Section de texte:
┌──

Fernando Arrabal, du Transcendant Corps des Satrapes du Collège de Pataphysique
par François Naudin
12 mars 2022
Contribution de François Naudin, R., à la fête arrabalesque du 12 mars 2022 de la Halle-Saint-Pierre (Paris)
Votre Transcendance,
Mesdames,
Messieux,
Fernando Arrabal, à qui l’on fait sa fête ici et aujourd’hui, est titulaire d’une gloire parmi les plus spécieuses et rares au monde, gloire dont il peut se montrer particulièrement fier : il est investi, par le Collège de ‘Pataphysique, de la dignité de Transcendant Satrape.
Nombreux parmi vous sont les dames et messieux qui n’ont du Collège que des notions partielles, éparses et souvent erronées. Les organisateurs des Arrabalesques ont souhaité qu’un membre du Collège apporte trois sept éclaircissements sur l’institution, en particulier sur le rôle dévolu à Sa Transcendance Fernando Arrabal. C’est à moi que fut confié ce soin, en ma qualité de Régent de Métaphrasie Angélique & Théorique.
Le Collège de ‘Pataphysique est une société savante. Elle fut fondée en 1948 par un certain nombre de philosophes, de chercheurs, de zigotos, d’animaux (notamment un crocodile femelle du lac Victoria et une tortue) et même de jojotes inspirés par Alfred Jarry. Par la suite, ce petit groupe sera connu des membres du Collège sous l’appellation de Satrapes de Fondation. Lorsque régnaient les Acheménides – Cyrus, Darius, Xercès, Artaxerxès et autres numéros – les satrapes étaient gouverneurs administrateurs de provinces et y prélevaient les impôts. Si leur renommée nous est parvenue, c’est à cause de leurs fastes, leurs frasques et leurs excès, de pouvoir notamment.
Antonin Artaud, Epicure, Raymond Roussel, François Rabelais, Bonaventure des Perriers, René Daumal, Lucrèce, Dietrich Grabbe, Julien Torma et maints autres ‘Patacesseurs ont été invoqués pour infuser au Collège l’esprit d’impavidité nécessaire à sa mission d’absolue inutilité publique.

└──

(Entrées d'images portant sur des zones nommées)
┌──

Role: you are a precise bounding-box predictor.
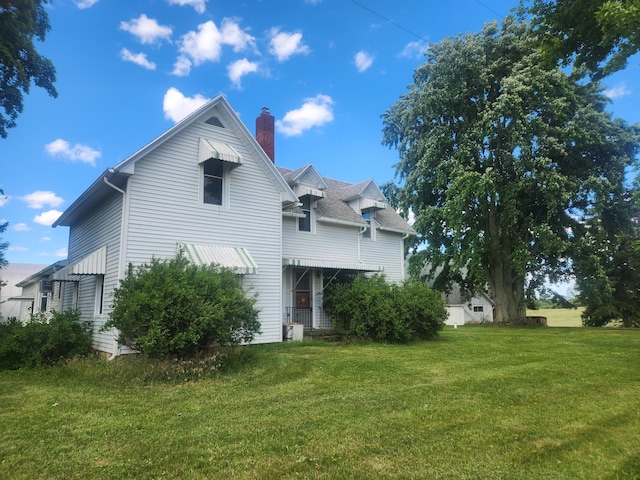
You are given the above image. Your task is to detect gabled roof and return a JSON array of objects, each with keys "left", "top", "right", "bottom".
[
  {"left": 340, "top": 179, "right": 387, "bottom": 202},
  {"left": 53, "top": 95, "right": 298, "bottom": 227},
  {"left": 281, "top": 163, "right": 328, "bottom": 190},
  {"left": 278, "top": 167, "right": 416, "bottom": 235},
  {"left": 16, "top": 260, "right": 69, "bottom": 287}
]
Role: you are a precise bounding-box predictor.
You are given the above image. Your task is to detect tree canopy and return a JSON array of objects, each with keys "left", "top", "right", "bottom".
[
  {"left": 0, "top": 0, "right": 58, "bottom": 138},
  {"left": 0, "top": 189, "right": 9, "bottom": 278},
  {"left": 383, "top": 17, "right": 639, "bottom": 322},
  {"left": 520, "top": 0, "right": 640, "bottom": 78}
]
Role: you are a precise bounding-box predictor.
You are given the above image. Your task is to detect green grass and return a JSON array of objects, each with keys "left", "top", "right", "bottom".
[
  {"left": 0, "top": 326, "right": 640, "bottom": 480},
  {"left": 527, "top": 307, "right": 584, "bottom": 327}
]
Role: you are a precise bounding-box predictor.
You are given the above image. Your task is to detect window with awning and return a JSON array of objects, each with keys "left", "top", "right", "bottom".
[
  {"left": 179, "top": 243, "right": 258, "bottom": 275},
  {"left": 198, "top": 138, "right": 242, "bottom": 166}
]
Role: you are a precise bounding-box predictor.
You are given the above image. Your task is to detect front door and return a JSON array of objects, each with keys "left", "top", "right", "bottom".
[{"left": 293, "top": 270, "right": 313, "bottom": 328}]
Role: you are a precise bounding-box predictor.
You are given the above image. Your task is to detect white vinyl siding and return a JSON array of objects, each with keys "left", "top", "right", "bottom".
[
  {"left": 65, "top": 190, "right": 122, "bottom": 352},
  {"left": 126, "top": 122, "right": 282, "bottom": 343},
  {"left": 283, "top": 218, "right": 404, "bottom": 282}
]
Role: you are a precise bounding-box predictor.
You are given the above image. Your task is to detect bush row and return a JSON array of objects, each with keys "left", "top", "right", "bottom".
[
  {"left": 0, "top": 311, "right": 92, "bottom": 370},
  {"left": 323, "top": 275, "right": 447, "bottom": 343}
]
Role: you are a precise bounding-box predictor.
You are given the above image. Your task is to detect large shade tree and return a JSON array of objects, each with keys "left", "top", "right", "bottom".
[
  {"left": 520, "top": 0, "right": 640, "bottom": 78},
  {"left": 0, "top": 0, "right": 58, "bottom": 138},
  {"left": 383, "top": 17, "right": 638, "bottom": 323}
]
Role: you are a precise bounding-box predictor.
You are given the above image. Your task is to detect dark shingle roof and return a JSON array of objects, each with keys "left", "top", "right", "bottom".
[{"left": 277, "top": 167, "right": 415, "bottom": 235}]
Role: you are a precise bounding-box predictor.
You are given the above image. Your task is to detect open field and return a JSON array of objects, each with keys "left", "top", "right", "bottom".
[
  {"left": 0, "top": 326, "right": 640, "bottom": 480},
  {"left": 527, "top": 307, "right": 584, "bottom": 327}
]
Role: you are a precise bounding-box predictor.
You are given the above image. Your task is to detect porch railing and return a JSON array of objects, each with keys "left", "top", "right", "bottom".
[{"left": 284, "top": 307, "right": 332, "bottom": 329}]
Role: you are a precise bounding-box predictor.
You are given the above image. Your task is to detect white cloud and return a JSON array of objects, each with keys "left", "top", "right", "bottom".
[
  {"left": 171, "top": 55, "right": 191, "bottom": 77},
  {"left": 162, "top": 87, "right": 209, "bottom": 122},
  {"left": 276, "top": 95, "right": 333, "bottom": 137},
  {"left": 33, "top": 210, "right": 62, "bottom": 227},
  {"left": 227, "top": 58, "right": 258, "bottom": 88},
  {"left": 168, "top": 0, "right": 207, "bottom": 13},
  {"left": 18, "top": 190, "right": 64, "bottom": 208},
  {"left": 222, "top": 18, "right": 256, "bottom": 52},
  {"left": 44, "top": 138, "right": 102, "bottom": 167},
  {"left": 13, "top": 223, "right": 31, "bottom": 232},
  {"left": 353, "top": 50, "right": 373, "bottom": 73},
  {"left": 269, "top": 27, "right": 311, "bottom": 62},
  {"left": 120, "top": 48, "right": 156, "bottom": 70},
  {"left": 604, "top": 82, "right": 631, "bottom": 99},
  {"left": 120, "top": 13, "right": 173, "bottom": 44},
  {"left": 73, "top": 0, "right": 98, "bottom": 10},
  {"left": 398, "top": 40, "right": 429, "bottom": 58},
  {"left": 173, "top": 18, "right": 256, "bottom": 72}
]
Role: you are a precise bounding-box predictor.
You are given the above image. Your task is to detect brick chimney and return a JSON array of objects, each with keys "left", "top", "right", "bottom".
[{"left": 256, "top": 107, "right": 276, "bottom": 163}]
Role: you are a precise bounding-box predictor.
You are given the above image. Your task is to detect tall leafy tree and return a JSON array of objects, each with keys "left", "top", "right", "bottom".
[
  {"left": 383, "top": 17, "right": 638, "bottom": 323},
  {"left": 0, "top": 190, "right": 9, "bottom": 276},
  {"left": 0, "top": 0, "right": 58, "bottom": 138},
  {"left": 520, "top": 0, "right": 640, "bottom": 78}
]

└──

Tâches à faire:
- 1) Relevez chaque ligne des enregistrements où figure la chaîne "white".
- 2) Écrivez la suite du discours sur Fernando Arrabal et le Collège de 'Pataphysique, à partir de sa dernière phrase.

Réponses:
- 1)
You are given the above image. Your task is to detect white vinyl siding and return a JSON array of objects, each with keys "left", "top", "right", "bottom".
You are given the above image. Your task is to detect white cloud and return a JSON array of objects, each with keys "left", "top", "right", "bottom".

- 2)
Chacun comprend que dans de pareilles conditions, le Collège de ‘Pataphysique était lancé sur une trajectoire subrepticement triomphale. Le recrutement par cooptation de dames, de drôles de pistolets, d’institutions (la IVᵉ République), de personnalités exceptionnelles (le Khan des Tartares Ouïghours, le président du Syndicat libre des Sociétés Anonymes de vidange), de bêtes (Ergé, la chienne de Jacques Prévert) a étoffé le Transcendant Corps des Satrapes et plus généralement, par paiement de la phynance, le nombre des membres du Collège. Satrapes et membres de rangs inférieurs ont pour unique projet d’inventorier et collationner, reconnaître et détailler, manifester et théoriser la ‘Pataphysique.
Celle-ci se définit comme suit :
La ‘Pataphysique est la science des solutions imaginaires qui accorde symboliquement aux linéaments les propriétés des objets décrits par leur virtualité.
Plus simplement et couramment, La ‘Pataphysique est la science des solutions imaginaires ; ou, plus compendieusement encore : La ‘Pataphysique est La Science, avec une capitale à chacun des deux derniers mots.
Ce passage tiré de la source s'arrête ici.